#### Challenge A:
According to the passage on conservation equations, what equation is used to solve for the volume fraction of each phase?
══════════════════════════════
The effective density of phase q can be expressed as:

$\hat{\rho}_{q}=\alpha_{q} \rho_{q}$     (3)

3.3.2 Conservation equations

(1) Conservation equation of mass

The continuity equation of phase q can be defined as:

$\frac{\partial}{\partial t}\left(\alpha_{q} \rho_{q}\right)+\nabla \cdot\left(\alpha_{q} \rho_{q} \overrightarrow{v_{q}}\right)$$=\sum_{p=1}^{n}\left(\dot{m}_{q p}-\dot{m}_{p q}\right)+S_{q}$     (4)

where, $\vec{V}$ is the velocity of phase $q ; \dot{m}_{q p}$ is the mass transfer from phase $q$ to phase $\mathrm{p} ; \dot{\mathrm{m}}_{\mathrm{pq}}$ is the mass transfer from phase $p$ to phase $q$ (the mass transfer mechanism can be specified separately); $S_{q}$ is a source term, which can be set to the default

The volume fraction of each phase can be solved by the continuity equation:

$\frac{1}{\rho_{r q}}\left[\frac{\partial}{\partial t}\left(\alpha_{q} \rho_{q}\right)+\nabla \cdot\left(\alpha_{q} \rho_{q} \vec{v}_{q}\right)\right]$$=\sum_{p=1}^{n}\left(\dot{m}_{q p}-\dot{m}_{p q}\right)$     (5)
══════════════════════════════
#### Challenge B:
From the listing below, extract every line that contains the string "office".

#### Dataset excerpts:
══════════════════════════════
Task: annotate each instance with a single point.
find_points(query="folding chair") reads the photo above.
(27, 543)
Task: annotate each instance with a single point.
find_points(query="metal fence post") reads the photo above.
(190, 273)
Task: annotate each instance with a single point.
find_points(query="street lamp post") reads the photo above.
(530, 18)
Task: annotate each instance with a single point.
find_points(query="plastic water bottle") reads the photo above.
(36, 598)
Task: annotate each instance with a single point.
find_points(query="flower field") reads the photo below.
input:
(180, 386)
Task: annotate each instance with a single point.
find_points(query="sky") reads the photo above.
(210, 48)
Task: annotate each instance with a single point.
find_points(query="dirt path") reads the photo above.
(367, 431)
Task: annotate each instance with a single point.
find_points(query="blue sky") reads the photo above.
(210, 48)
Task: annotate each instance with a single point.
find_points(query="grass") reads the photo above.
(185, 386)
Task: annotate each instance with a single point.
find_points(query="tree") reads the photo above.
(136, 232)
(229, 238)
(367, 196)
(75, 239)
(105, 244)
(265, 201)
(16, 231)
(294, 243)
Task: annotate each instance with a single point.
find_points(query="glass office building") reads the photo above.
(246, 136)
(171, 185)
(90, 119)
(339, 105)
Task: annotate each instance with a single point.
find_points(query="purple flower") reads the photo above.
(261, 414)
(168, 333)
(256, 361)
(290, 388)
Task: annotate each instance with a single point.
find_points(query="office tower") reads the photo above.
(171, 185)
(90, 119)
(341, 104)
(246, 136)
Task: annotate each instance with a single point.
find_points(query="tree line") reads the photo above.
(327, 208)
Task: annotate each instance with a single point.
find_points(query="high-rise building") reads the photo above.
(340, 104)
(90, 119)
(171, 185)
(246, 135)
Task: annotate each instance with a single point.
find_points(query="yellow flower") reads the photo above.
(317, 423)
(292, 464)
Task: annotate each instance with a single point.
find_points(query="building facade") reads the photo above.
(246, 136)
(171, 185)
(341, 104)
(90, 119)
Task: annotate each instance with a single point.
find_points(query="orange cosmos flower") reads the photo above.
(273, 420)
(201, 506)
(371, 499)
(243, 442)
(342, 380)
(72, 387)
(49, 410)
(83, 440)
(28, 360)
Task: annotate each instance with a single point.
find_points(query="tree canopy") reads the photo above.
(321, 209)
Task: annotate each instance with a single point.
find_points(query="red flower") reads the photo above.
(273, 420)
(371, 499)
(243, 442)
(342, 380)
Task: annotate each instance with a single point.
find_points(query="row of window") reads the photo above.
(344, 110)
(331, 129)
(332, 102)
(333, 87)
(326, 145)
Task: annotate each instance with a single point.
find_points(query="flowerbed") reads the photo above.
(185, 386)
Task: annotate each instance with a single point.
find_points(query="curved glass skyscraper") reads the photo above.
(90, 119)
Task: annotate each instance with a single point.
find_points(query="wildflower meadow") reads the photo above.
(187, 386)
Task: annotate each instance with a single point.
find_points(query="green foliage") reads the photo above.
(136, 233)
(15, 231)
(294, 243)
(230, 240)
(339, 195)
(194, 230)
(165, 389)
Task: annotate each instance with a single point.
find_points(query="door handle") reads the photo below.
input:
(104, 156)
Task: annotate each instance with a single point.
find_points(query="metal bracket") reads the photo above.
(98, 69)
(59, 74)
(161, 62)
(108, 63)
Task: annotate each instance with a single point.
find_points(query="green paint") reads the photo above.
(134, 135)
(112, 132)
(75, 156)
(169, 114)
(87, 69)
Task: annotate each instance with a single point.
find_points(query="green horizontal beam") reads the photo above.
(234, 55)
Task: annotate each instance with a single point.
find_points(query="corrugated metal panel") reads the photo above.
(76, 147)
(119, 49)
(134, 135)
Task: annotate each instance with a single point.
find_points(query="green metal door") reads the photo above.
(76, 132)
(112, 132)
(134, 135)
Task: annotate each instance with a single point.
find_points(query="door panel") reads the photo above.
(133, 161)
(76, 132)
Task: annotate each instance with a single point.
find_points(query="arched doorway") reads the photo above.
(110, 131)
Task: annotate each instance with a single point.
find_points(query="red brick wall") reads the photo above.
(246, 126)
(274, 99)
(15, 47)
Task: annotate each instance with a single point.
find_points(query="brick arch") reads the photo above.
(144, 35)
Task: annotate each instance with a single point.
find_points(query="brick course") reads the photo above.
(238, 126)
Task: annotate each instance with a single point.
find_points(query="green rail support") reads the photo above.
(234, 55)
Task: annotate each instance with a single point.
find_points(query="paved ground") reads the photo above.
══════════════════════════════
#### Full solution A:
The continuity equation.

#### Full solution B:
find_points(query="glass office building") reads the photo above.
find_points(query="office tower") reads the photo above.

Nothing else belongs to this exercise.